Problem to solve »
Let the line containing "Task — mark the blue wire" serve as the first line of the answer and the final line of the entries as its last, with every line between copied exactly.

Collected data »

-------------------------

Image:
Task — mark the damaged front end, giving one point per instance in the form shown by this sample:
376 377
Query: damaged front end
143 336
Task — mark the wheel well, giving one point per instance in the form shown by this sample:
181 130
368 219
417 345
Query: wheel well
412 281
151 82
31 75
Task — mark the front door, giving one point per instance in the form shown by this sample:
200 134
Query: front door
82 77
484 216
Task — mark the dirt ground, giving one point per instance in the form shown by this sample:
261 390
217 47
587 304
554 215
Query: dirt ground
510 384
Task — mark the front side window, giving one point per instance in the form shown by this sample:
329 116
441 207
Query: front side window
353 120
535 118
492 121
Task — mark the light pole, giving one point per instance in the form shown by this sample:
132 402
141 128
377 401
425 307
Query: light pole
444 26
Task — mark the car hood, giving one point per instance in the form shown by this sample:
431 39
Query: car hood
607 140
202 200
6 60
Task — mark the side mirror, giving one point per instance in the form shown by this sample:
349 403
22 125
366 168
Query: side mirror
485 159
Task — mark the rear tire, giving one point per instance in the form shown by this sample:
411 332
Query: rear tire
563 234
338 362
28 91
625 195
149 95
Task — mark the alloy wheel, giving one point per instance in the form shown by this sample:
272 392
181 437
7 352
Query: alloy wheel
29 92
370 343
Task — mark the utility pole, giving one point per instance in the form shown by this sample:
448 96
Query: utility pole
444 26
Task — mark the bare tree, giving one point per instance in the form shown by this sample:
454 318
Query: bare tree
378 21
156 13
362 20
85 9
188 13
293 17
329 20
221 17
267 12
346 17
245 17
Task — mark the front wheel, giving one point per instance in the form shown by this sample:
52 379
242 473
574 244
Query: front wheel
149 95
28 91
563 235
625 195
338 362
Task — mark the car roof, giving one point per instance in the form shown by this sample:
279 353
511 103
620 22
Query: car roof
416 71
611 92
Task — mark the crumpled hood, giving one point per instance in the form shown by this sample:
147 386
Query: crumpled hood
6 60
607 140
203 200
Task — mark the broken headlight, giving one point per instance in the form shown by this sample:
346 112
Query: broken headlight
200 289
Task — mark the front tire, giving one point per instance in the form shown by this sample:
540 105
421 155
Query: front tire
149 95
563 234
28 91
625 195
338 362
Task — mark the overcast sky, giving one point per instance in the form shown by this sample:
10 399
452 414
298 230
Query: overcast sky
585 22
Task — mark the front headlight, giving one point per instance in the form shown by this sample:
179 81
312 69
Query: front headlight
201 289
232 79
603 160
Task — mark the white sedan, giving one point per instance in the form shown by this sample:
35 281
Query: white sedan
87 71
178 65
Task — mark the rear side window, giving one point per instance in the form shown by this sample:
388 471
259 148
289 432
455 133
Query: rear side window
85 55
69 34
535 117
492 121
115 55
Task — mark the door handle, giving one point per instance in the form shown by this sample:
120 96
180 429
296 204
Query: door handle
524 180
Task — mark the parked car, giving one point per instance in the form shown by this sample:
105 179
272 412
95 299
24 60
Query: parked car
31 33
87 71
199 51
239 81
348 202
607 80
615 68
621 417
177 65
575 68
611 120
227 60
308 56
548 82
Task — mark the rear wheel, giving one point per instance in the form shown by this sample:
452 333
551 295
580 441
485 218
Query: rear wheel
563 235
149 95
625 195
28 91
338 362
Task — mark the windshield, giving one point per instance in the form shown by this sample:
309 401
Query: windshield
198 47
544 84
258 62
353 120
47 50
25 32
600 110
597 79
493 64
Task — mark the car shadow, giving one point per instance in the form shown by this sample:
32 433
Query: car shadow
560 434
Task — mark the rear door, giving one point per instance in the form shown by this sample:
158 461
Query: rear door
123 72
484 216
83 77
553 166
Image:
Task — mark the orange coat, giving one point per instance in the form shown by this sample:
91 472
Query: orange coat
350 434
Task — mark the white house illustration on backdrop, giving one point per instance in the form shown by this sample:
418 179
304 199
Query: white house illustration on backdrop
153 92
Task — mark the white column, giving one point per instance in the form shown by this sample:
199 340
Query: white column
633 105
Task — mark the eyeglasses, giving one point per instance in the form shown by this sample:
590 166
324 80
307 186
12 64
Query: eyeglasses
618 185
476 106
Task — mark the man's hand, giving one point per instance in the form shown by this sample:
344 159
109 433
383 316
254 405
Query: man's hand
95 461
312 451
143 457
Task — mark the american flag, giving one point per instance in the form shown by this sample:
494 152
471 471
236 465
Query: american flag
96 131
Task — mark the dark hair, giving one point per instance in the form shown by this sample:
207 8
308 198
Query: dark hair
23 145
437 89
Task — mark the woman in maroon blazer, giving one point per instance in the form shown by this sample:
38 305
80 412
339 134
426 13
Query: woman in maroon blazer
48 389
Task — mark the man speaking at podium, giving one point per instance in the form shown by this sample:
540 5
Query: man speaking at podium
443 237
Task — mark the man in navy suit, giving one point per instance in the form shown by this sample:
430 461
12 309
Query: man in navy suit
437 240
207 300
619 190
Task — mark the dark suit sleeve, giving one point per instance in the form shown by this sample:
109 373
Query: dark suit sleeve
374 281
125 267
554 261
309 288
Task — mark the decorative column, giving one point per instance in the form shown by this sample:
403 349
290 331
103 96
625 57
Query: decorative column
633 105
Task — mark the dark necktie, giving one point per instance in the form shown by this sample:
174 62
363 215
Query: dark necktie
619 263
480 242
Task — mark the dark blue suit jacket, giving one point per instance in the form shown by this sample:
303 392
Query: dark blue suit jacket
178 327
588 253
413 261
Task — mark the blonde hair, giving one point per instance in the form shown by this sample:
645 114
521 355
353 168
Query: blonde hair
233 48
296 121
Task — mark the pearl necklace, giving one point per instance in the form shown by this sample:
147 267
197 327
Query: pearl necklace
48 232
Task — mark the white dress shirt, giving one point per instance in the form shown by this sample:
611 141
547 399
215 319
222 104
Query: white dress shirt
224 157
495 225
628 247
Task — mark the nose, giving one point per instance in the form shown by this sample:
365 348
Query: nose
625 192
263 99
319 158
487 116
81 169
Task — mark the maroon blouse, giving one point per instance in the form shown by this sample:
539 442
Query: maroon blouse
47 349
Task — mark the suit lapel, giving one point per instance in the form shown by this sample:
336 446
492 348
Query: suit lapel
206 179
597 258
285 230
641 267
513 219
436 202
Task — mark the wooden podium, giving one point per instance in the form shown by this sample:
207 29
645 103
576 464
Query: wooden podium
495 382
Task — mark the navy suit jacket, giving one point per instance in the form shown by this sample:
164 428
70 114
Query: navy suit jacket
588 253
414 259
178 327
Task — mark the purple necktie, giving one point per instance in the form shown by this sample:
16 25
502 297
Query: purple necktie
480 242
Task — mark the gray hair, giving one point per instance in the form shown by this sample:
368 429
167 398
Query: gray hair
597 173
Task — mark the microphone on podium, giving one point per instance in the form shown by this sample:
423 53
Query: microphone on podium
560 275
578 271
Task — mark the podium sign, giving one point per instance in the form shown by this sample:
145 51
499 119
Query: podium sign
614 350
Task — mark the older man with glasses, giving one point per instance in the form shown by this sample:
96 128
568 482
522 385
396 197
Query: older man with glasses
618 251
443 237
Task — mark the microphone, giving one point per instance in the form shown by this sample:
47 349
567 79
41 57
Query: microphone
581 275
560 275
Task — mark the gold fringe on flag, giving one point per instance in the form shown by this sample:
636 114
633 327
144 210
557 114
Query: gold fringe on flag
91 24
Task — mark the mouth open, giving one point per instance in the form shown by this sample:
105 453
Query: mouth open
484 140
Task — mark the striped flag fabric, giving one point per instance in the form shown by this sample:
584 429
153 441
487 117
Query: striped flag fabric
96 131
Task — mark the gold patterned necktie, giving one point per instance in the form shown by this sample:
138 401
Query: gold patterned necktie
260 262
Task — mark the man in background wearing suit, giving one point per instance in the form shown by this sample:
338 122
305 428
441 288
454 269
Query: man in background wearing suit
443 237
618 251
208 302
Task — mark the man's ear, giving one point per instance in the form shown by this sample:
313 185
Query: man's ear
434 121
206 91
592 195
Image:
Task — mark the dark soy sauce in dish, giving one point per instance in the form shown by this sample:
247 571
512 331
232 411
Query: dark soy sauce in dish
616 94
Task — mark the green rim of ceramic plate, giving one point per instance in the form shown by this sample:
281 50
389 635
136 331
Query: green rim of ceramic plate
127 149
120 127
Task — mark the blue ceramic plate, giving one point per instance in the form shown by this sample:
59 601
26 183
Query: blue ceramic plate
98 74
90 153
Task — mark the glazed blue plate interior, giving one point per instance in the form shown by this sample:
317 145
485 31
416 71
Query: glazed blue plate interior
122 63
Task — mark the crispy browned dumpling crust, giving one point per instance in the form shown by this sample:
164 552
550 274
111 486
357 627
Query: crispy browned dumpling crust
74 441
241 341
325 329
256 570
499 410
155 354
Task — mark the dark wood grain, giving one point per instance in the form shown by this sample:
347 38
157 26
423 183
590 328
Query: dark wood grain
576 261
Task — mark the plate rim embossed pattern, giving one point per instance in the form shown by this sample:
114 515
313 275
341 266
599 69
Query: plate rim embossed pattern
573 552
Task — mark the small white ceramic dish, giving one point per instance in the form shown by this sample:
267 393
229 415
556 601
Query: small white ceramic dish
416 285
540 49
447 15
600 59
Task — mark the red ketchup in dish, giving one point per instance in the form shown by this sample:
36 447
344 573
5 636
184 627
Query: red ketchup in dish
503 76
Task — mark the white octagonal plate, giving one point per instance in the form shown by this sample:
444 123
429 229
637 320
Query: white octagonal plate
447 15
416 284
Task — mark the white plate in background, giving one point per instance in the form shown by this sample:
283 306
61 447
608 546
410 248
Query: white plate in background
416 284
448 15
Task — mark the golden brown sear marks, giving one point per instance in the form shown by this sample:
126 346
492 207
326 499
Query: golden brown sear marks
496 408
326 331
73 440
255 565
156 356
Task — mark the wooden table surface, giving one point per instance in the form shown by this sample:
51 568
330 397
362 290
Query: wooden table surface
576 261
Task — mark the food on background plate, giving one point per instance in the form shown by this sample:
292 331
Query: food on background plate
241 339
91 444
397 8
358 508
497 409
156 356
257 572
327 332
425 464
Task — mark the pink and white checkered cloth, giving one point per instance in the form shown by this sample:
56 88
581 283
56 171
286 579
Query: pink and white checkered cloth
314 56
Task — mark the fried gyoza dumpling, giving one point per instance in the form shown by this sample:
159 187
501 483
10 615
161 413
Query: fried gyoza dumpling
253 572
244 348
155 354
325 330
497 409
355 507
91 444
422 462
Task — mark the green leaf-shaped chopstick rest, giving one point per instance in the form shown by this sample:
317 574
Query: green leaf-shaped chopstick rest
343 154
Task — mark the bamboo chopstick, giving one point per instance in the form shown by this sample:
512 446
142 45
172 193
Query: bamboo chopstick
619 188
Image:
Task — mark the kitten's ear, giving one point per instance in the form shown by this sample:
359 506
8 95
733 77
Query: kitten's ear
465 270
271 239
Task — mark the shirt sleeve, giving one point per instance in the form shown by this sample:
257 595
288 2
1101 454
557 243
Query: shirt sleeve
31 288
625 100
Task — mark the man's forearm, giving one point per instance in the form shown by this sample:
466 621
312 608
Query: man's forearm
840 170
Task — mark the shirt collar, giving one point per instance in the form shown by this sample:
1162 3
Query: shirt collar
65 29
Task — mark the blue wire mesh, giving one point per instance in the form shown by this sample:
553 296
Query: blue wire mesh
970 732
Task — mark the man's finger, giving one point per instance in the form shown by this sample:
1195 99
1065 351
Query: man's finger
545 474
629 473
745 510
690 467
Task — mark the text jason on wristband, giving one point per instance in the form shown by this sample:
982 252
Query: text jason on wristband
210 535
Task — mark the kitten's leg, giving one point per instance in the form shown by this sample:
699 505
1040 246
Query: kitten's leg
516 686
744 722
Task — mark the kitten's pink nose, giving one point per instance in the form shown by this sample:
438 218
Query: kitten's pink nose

-------------------------

Exercise output »
Task — mark the blue wire mesh, giving one point per instance in the form shown by this sample:
553 296
Query: blue wire mesh
970 732
Task — mark the man's finger, giving one point per instance in the form shown by this sample:
1195 99
1065 351
Query: man's finger
545 474
629 473
745 510
690 467
Task — mark the text jason on wristband, giving one point per instance in the form shown by this sample:
982 252
Query: text jason on wristband
210 535
Task — mark the kitten's leg, giving one point per instance in the form shown by this sample:
699 505
1040 246
Query: kitten's leg
516 686
744 722
Task — mark the kitten's pink nose, giving one point per instance in the form shown by this sample:
438 218
Query: kitten's pink nose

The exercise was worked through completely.